*Ações necessárias*.
[1] Com base no texto sobre apneia do sono infantil, responda:
(a) Em que fase da infância a SASO é mais comum?
(b) Qual é a principal causa de obstrução anatômica?
(c) Qual é a principal consequência das formas mais leves de SASO?
[2] Prossiga a redação do texto sobre apneia do sono infantil a partir da última frase apresentada.

*Trecho para leitura*.
▶

É comum
ouvirmos falar sobre a apneia do sono em adultos. O que poucos sabem é que a Síndrome
da Apnéia do Sono Obstrutiva, (SASO) é também comum na infância. A SASO infantil pode ocorrer em qualquer idade sendo mais comum no pré escolar. Pode ser
definida como: episódios repetitivos de interrupção total ou parcial do fluxo
das vias aéreas superiores com manutenção do esforço respiratório. É causada pela redução do calibre das vias
aéreas. A fragmentação
do sono e as alterações nas trocas gasosas podem causar prejuízos à saúde da criança.
A principal
causa de obstrução anatômica é a hipertrofia das adenóides, seguida pelas alterações craniofaciais, particularmente a retromicrognatia e alterações do palato . A obstrucão é acentuada durante o sono devido ao relaxamento muscular. No entanto, amígdalas e adenóides sozinhas nem sempre são capazes de
causar SASO. Algumas crianças têm amígdalas e adenóides enormes sem SASO
enquanto outras continuam tendo apnéia mesmo após retirá-las. Não se pode, portanto, considerar apenas o seu
tamanho para o diagnóstico de SASO. Além disto, algumas características da SASO
na infância podem dificultar o diagnóstico.
No quadro
clássico, observa-se ronco interrompido por pausas ou engasgos e associados a
movimentos ou despertares. Entretanto alguns pacientes, especialmente lactentes
ou aqueles com fraqueza muscular, podem não roncar. A história clínica também
inclui sono inquieto, sudorese noturna , boca seca, cefaléia matinal, dormir em
posições não usuais como sentadas ou com hiperextensão do pescoço, arritmias
sinusais, enurese, respiração oral. No entanto, o quadro clínico clássico não é a
apresentação mais freqüente na infância. A Síndrome da Resistência das Vias Aéreas
Superiores, (SRVA), e a Hipoventilação Obstrutiva Contínua são muito comuns. É necessário alertar para a existência destas formas mais leves de SASO,
que tem como principal conseqüência distúrbios neurocomportamentais e de aprendizagem e que são muito pouco
diagnosticadas no nosso meio.

◀

*Dados disponíveis*.
▶

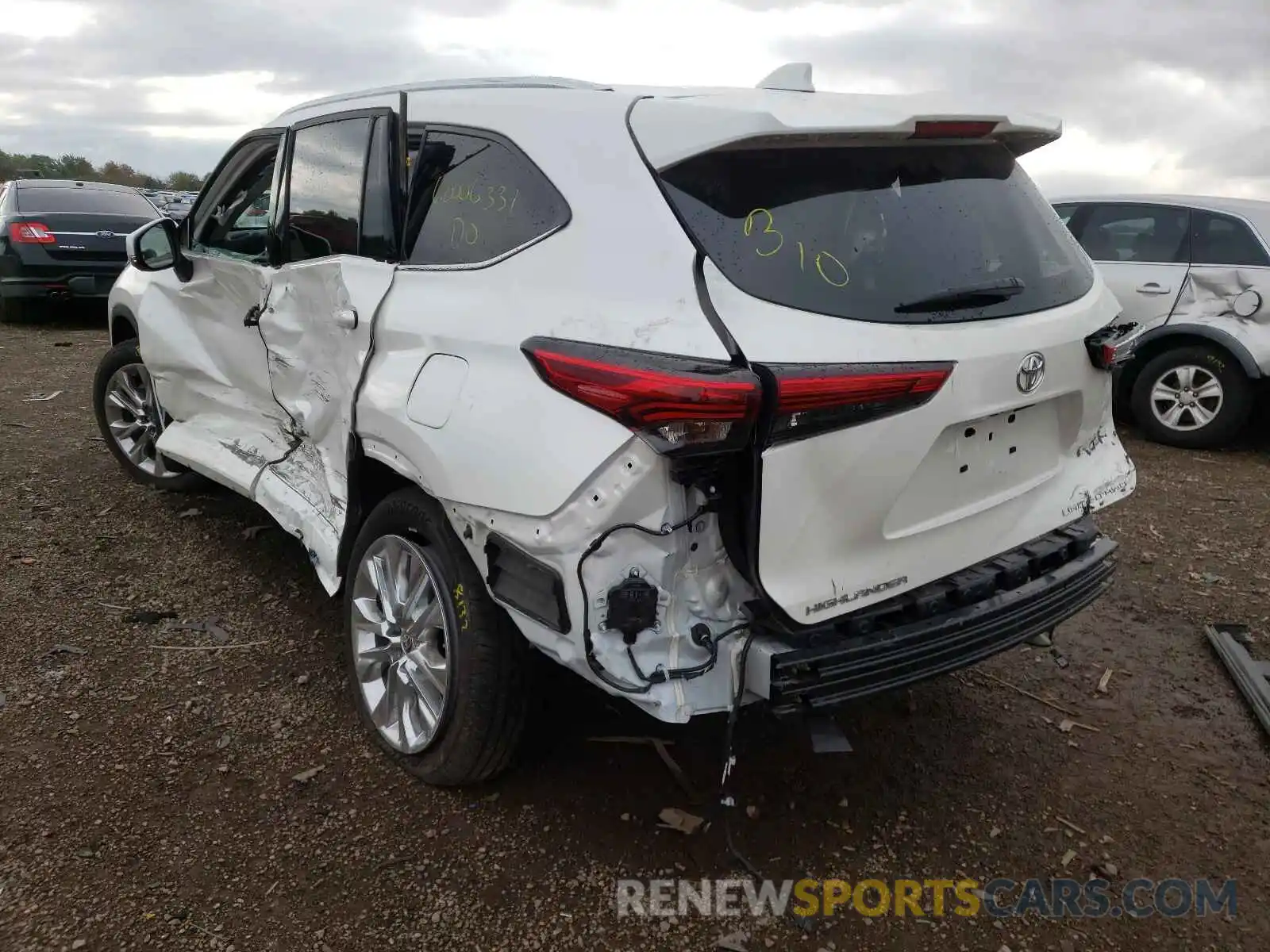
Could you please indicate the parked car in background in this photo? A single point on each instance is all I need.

◀

*Respostas às tarefas*.
[1]
(a) No pré escolar.
(b) A hipertrofia das adenóides.
(c) Distúrbios neurocomportamentais e de aprendizagem.

[2]
A SRVA é
caracterizada por ronco contínuo e/ou respiração oral associados à repetidos microdespertares relacionados a
esforço respiratório, sem apnéia, hipopneia ou dessaturação identificável, mas
com aumento da pressão negativa esofageana. É comum a presença de respiração
paradoxal. Está associada a significativo prejuízo cognitivo e comportamental
em crianças, incluindo hiperatividade, déficit de atenção, dificuldades de
aprendizagem irritabilidade e agressividade. O ronco
ocorre na maioria dos casos, mas existe a SRVA sem ronco. A Hipoventilação Obstrutiva
consiste em longos períodos de obstrução parcial, acompanhada por alterações
gasosas mas não de apnéias ou hipopnéias francas.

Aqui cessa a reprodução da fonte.